• **Required work**: The response should hold every record from the listing that follows, verbatim, and no pictures.

• **Entries supplied**:
====================

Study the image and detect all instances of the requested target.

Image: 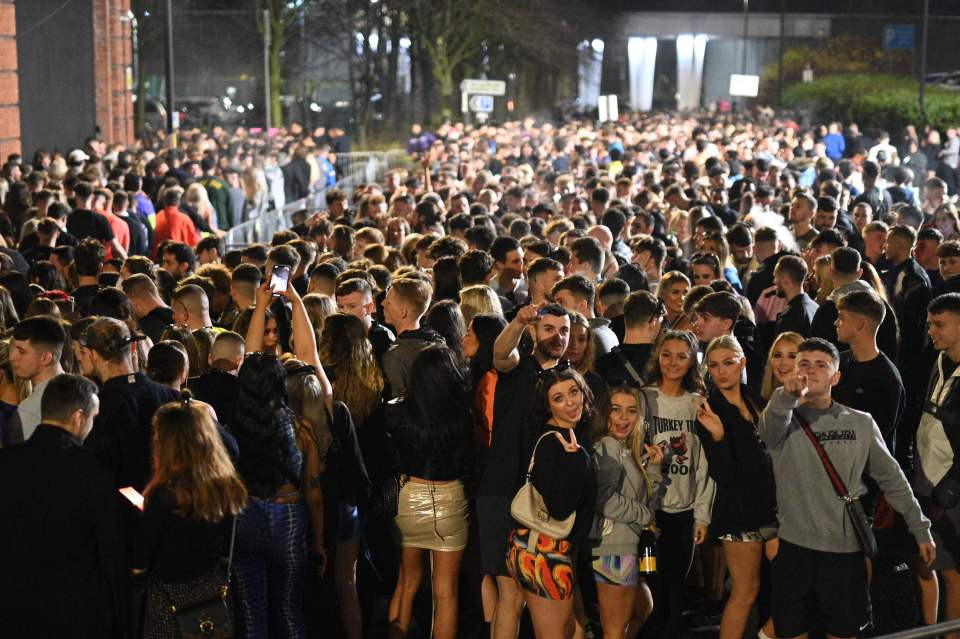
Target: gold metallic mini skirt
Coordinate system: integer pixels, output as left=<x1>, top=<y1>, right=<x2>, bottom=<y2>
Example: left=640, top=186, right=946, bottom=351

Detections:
left=394, top=479, right=469, bottom=551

====================

• **Output**:
Study the image and detect all instances of the requested target.

Image: 
Target: gold metallic mini skirt
Coordinate system: integer pixels, output as left=<x1>, top=<y1>, right=<x2>, bottom=<y2>
Example: left=640, top=186, right=946, bottom=351

Detections:
left=394, top=479, right=469, bottom=551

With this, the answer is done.